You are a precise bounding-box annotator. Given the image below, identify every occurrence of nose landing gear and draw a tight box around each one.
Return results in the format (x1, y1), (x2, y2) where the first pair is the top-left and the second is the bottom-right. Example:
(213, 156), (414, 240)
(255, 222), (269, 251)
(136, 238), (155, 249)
◇ ◇ ◇
• Short problem
Could you reproduce every item above verbatim, line for line?

• Answer to the exercise
You are a precise bounding-box annotator. Given the image below, identify every occurrence of nose landing gear and draw a tight box around each one.
Return results in the format (x1, y1), (x2, y2) where the first pair is the top-left and the second is the bottom-right. Example:
(213, 156), (414, 240)
(255, 222), (269, 251)
(136, 238), (155, 249)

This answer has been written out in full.